Wednesday, November 12, 2008

Adventures in infertility: IUIUIU

(TMI alert. Also, length alert. Sheesh.)

So the IUI was last Thursday. Actually it was last Friday. Let me explain...no, there is too much. Let me sum up. No, I'm lousy at summing up, let me explain:

I had my ultrasound/follicle study Wednesday. The technician said, "Whoa, you responded well to the Clomid. Almost too well," and said I had three ripe juicy follicles but all in the side with the blocked tube. She sent me off to the scheduler, who sent me off to the check-out, who said, "Was that all for today?" and I remembered I was supposed to get a Profasi shot as well. Since the office had totally forgotten about it, they had to send me out to the local pharmacy to get the Profasi itself. It's damned expensive stuff--the generic is $64, but the name-brand was all they had and it was $109. It contains two months' worth of medicine, but I'm not seeing that as much of a selling point.

Before I would surrender the Profasi I asked the shot-giver (that seemed to be her only function, at least that day) whether it actually made sense to go through with this, since my eggs would have nowhere to go, and she checked with a doctor who said that yes, it was worth a shot since eggs can migrate. I let her do the shot (it ached for days afterward) and looked it up later. The key is that the ovaries aren't actually connected to the fallopian tubes, just very close to them; the tubes have fimbriae that capture the eggs as they emerge and sweep them into the tube, but it's possible for the eggs to escape the nearest fimbriae. I don't know how often this happens--I only read about the migration bit on a couple of forums, secondhand from posters' doctors, and one said a 10% and the other a 70% chance. I also wonder how often an egg wanders off and is never recovered, and I can't imagine it being all that often.

Regardless, I got the shot and we scheduled the IUI for the next day, when Eric would go to the fertility clinic at the hospital during his planning period to, er, do his part, and I'd come by a few hours later to pick up, er, his part, and bring it to my gynecologist for the actual procedure. Wednesday night, he mentioned that he wasn't sure exactly where in the hospital the clinic was, but neither of us looked it up, me because I figured I'd do it at work before I left, he because (as it turned out) he thought I knew, though he didn't ask me for the directions then.

→ **Prompt**
Pick up the blog post about the IUI after its last sentence and keep writing it.

→ **Collected material**
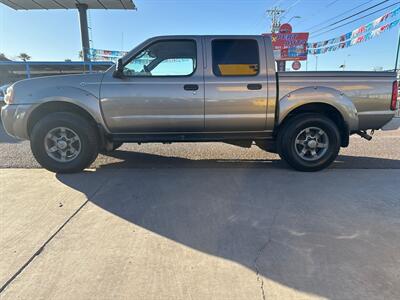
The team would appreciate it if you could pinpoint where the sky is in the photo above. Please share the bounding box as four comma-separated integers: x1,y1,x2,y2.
0,0,400,70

→ **Exercise answer**
Thursday, I had a blood donation appointment with the bloodmobile at work for 10. At 11:30, Eric left school to find the clinic. He couldn't find it. He called me. I wasn't there because the bloodmobile people were, aside from being discourteous and not very gentle, running extremely late, and I didn't get out until 12. Eric shouted "Where have you been??" and then told me that the hospital had sent him to someplace that said he needed to go across the street, and the people across the street had told him he was in the wrong place, and now what? I got directions from the gynecologist and relayed them. "Then it's too late," he said, and yelled at me for not being around my phone at all times "when you knew I didn't know where I was going!" and for giving blood when I was supposed to be getting pregnant.

He went back to work. I called the clinic and the gynecologist and was told that we could reschedule for the next day. The scheduler, whom I've talked to a lot in the past couple of months, was upset that I asked if that would do any good. It turns out Profasi stays in the system for around 36-48 hours and the eggs don't die until it's gone. This was going to be a little over that time limit, so I was dubious, but we'd already spent most of the money we were going to spend this month and I scheduled it despite Eric saying he'd given up for the month. Later he called back, and we made up and he agreed to try again on Friday.

Friday, armed with the new improved directions, he had no problems at all (except in locating the porn, he said--it was discreetly tucked underneath a towel, and he didn't find it until afterward). I accordingly arrived a few hours later, tucked "the boys" into my bra, which gave me the giggles, was told by the technician "Good luck--I hope I never see you again!" and drove off.

At the gynecologist's, everything went fine except that my cervix is apparently severely tilted, so the gynecologist had to shove the catheter to get it in the correct place and I therefore bled quite a bit more than I'd been led to expect. Also, they should have warned me to bring a book or grab a magazine. Their ceiling was not interesting enough to entertain me for the requisite 20 minutes on my back.

And now, we wait. I am now doubly hoping that it worked, because I saw that ThinkGeek now carries solar system mobiles and how totally awesome would that be for a nursery?